-- start Records for this exercise --
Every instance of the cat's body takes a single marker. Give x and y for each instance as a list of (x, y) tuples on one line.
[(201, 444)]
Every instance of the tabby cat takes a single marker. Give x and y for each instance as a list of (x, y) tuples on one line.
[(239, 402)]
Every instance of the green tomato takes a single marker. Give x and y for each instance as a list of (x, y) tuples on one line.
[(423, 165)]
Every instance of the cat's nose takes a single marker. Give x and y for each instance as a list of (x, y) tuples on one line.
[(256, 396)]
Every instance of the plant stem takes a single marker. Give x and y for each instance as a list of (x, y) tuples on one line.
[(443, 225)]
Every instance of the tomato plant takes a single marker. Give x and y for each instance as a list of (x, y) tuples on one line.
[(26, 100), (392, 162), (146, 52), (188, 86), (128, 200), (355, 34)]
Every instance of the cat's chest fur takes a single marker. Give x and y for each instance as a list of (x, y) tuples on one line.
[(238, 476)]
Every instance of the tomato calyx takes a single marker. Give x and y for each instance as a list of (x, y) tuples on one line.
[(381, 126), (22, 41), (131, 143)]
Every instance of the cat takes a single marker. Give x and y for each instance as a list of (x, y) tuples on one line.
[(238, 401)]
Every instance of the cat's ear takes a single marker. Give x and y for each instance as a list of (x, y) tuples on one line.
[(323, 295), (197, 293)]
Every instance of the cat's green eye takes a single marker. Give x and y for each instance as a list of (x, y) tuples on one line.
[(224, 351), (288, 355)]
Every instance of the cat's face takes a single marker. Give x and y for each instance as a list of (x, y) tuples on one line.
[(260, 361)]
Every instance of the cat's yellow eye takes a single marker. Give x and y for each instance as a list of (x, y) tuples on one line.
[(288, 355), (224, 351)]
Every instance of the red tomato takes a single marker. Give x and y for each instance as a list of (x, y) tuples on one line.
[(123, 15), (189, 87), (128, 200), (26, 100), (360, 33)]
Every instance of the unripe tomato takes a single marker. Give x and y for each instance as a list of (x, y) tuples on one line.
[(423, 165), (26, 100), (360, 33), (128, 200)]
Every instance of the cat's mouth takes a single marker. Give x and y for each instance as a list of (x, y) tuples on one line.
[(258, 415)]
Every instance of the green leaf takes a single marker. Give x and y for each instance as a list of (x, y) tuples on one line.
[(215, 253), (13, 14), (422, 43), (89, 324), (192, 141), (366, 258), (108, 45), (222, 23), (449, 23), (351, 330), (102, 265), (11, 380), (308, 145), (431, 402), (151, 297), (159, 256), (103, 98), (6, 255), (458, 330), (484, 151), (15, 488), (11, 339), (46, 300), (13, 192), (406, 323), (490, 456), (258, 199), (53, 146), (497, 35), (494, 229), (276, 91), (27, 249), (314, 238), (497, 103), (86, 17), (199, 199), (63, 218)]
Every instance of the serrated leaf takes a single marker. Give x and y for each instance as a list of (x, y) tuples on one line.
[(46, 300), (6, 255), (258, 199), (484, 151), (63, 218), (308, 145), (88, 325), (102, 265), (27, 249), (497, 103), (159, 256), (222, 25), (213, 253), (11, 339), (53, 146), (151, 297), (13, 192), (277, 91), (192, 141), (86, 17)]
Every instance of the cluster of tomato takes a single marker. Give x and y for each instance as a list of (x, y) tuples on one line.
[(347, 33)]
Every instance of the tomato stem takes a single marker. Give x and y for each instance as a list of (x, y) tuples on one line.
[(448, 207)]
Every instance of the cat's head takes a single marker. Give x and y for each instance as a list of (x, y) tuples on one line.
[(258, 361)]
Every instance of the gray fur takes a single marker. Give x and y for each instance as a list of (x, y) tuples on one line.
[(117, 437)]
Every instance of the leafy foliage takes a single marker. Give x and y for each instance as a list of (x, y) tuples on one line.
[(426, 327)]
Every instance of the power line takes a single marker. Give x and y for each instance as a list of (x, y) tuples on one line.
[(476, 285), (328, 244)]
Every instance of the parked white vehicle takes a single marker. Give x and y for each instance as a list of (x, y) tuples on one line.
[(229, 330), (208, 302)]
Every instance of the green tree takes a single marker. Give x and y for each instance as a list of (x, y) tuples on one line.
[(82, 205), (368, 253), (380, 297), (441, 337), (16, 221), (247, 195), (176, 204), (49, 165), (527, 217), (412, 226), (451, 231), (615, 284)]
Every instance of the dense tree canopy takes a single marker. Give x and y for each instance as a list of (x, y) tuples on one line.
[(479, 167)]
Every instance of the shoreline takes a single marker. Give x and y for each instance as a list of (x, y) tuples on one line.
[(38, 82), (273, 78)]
-- end Records for this exercise --
Rewrite all of the lines above as a JSON list of strings with one string per line. Omit any blank lines.

Result of the task >>
[
  "Every instance of the cat's body takes a single marker. Give x and y for each instance as a list of (x, y) tuples on one line.",
  "[(201, 444)]",
  "Every instance of the tabby cat takes a single marker. Give x and y for each instance as a list of (x, y) tuples on one line.",
  "[(239, 402)]",
  "Every instance of the green tomato takes a single marker. Give x and y for each instance as a list of (x, y) tuples on one line.",
  "[(423, 165)]",
  "Every instance of the cat's nose takes a single marker. Give x and y for each instance as a list of (x, y) tuples on one line.",
  "[(256, 396)]",
  "Every instance of the plant stem takes a single marker. Give x and y for each instance as a list of (x, y) tuples on one line.",
  "[(443, 225)]",
  "Every instance of the tomato plant takes a single marker. Give x and y for each instance as a list of (x, y) tuples on one line.",
  "[(26, 100), (392, 162), (146, 52), (188, 86), (128, 200), (355, 34)]",
  "Every instance of the cat's chest fur takes a single marker. Give x and y for each instance as a list of (x, y) tuples on one line.",
  "[(238, 476)]",
  "Every instance of the tomato calyx takes a single marker. Give x and y for each instance as a list of (x, y) tuples on one line.",
  "[(381, 126), (22, 41), (131, 143)]",
  "Every instance of the cat takes a single marker. Give x and y for each instance as a list of (x, y) tuples on one line.",
  "[(238, 401)]",
  "Every instance of the cat's ear takes a single marker. Give x and y for each instance as a list of (x, y) tuples on one line.",
  "[(323, 295), (197, 293)]",
  "Every instance of the cat's green eye takes a single marker. Give x and y for each instance as a list of (x, y) tuples on one line.",
  "[(224, 351), (288, 355)]",
  "Every instance of the cat's face takes a single marker. Give x and y for each instance as a list of (x, y) tuples on one line.",
  "[(260, 361)]",
  "Every instance of the cat's yellow eye takes a single marker. Give x and y for each instance as a list of (x, y) tuples on one line.",
  "[(288, 355), (224, 351)]",
  "Every instance of the red tomato takes a single marker. Give x and y for each instance as a list of (x, y) tuples on one line.",
  "[(123, 15), (189, 87), (128, 200), (26, 100), (360, 33)]",
  "Every instance of the unripe tomato takes a single marker. Give x and y for each instance as a list of (x, y) tuples on one line.",
  "[(423, 165), (26, 100), (360, 33), (128, 200)]",
  "Every instance of the cat's mouth takes a single marker. Give x and y for each instance as a list of (x, y) tuples on one line.",
  "[(258, 415)]",
  "Every instance of the green leaf takes a single marker. Give x and y for each instance as a list of (x, y) tuples on one line.",
  "[(215, 253), (13, 14), (422, 43), (89, 324), (192, 141), (366, 258), (108, 45), (222, 23), (449, 23), (351, 330), (102, 265), (11, 380), (308, 145), (431, 402), (151, 297), (159, 256), (103, 98), (6, 255), (458, 330), (484, 151), (15, 488), (11, 339), (46, 300), (13, 192), (406, 323), (490, 456), (258, 199), (53, 146), (497, 35), (494, 229), (276, 91), (27, 249), (314, 238), (497, 103), (86, 17), (199, 199), (63, 218)]",
  "Every instance of the serrated leaf takes a single marker. Give x and y for each instance as a list of (x, y) tuples on one line.",
  "[(46, 300), (6, 255), (258, 199), (484, 151), (63, 218), (308, 145), (88, 325), (102, 265), (27, 249), (497, 103), (159, 256), (222, 25), (213, 253), (11, 339), (53, 146), (151, 297), (13, 192), (277, 91), (192, 141), (86, 17)]",
  "Every instance of the cluster of tomato takes a single marker. Give x and y for each instance as a list of (x, y) tuples on one line.",
  "[(347, 33)]",
  "Every instance of the tomato stem takes a single marker. Give x and y for each instance as a list of (x, y) tuples on one line.",
  "[(448, 207)]",
  "Every instance of the cat's head takes a single marker. Give x and y for each instance as a list of (x, y) tuples on one line.",
  "[(258, 361)]",
  "Every instance of the gray fur takes a single marker. Give x and y for each instance as a list of (x, y) tuples on one line.",
  "[(117, 437)]",
  "Every instance of the leafy foliage takes a single marker. Give x and y for each instance as a list of (x, y) tuples on one line.",
  "[(426, 327)]",
  "Every instance of the power line takes a single marker. Give x and y for each instance as a list of (x, y) tuples on one line.",
  "[(476, 285), (328, 244)]",
  "Every instance of the parked white vehicle takes a single marker. Give x and y for each instance as a list of (x, y) tuples on one line.",
  "[(229, 330), (208, 302)]",
  "Every instance of the green tree takes a single marker. Give x and y for each instance as a list of (x, y) tuples on one line.",
  "[(82, 205), (368, 253), (380, 297), (441, 337), (16, 221), (247, 195), (176, 204), (49, 165), (527, 217), (412, 226), (451, 231), (615, 284)]",
  "Every instance of the dense tree canopy takes a single marker. Give x and y for each instance as a list of (x, y) tuples on one line.",
  "[(479, 167)]",
  "Every instance of the shoreline takes a single marker. Give x and y for each instance as a list of (x, y) tuples on one line.",
  "[(38, 82), (273, 78)]"
]